*Quoted text:*
========

Of course, there is no reply from my spouse as he has been dead for over six months. But, like many widows, I regularly engage in one-sided conversations.
I continue, "I know you're getting a kick out of me being back on a couch. They tried to pull me off, but the routines you and I treasured are winning out."
The "they" I'm referring to includes my daughters and my friends who derided my married couch-potato lifestyle. Neither Tommy nor I were partygoers or night owls and we preferred staying home, watching television on our dual couches.
It's likely they blamed my reluctance to venture out after hours to either my husband's preference and my adherence to his wishes, or later, during his illness, to wanting to be on hand for his care.
While some of this is true, I must now confess: Tommy wouldn't have cared if I left him to join friends for an evening out. On the few occasions I did this, I'd return, flop onto his couch and jokingly say, "Don't make me go out again."

========

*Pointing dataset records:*
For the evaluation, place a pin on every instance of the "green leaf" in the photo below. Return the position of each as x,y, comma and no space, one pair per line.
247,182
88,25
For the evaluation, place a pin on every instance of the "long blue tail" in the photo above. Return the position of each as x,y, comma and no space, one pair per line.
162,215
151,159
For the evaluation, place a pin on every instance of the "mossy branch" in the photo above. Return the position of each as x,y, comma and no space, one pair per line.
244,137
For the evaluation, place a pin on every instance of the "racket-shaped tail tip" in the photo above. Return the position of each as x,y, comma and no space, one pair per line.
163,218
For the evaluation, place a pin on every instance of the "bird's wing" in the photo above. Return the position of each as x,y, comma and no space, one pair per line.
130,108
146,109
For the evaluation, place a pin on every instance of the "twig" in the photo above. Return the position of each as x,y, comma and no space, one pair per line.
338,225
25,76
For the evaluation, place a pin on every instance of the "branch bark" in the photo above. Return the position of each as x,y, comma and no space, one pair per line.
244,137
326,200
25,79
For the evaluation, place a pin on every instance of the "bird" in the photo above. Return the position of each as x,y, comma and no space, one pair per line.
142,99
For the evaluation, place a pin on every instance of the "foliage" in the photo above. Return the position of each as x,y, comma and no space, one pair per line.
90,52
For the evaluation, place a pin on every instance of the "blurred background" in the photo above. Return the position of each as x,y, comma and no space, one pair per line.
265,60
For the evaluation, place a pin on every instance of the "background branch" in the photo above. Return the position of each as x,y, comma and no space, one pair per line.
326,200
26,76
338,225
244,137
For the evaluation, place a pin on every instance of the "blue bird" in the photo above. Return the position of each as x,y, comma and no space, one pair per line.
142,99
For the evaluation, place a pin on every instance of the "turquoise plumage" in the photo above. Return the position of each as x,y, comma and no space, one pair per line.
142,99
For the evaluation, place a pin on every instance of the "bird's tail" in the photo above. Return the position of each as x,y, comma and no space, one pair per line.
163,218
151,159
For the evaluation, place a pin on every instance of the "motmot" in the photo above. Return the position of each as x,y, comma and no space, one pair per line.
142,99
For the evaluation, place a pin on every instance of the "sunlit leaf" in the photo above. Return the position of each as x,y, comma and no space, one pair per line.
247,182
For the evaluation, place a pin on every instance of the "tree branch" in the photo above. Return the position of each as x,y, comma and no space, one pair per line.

========

Revise the passage about the couch shown above, starting at "Of course, there" and stopping after "in one-sided conversations.", with "spouse" changed to "husband".

Of course, there is no reply from my husband as he has been dead for over six months. But, like many widows, I regularly engage in one-sided conversations.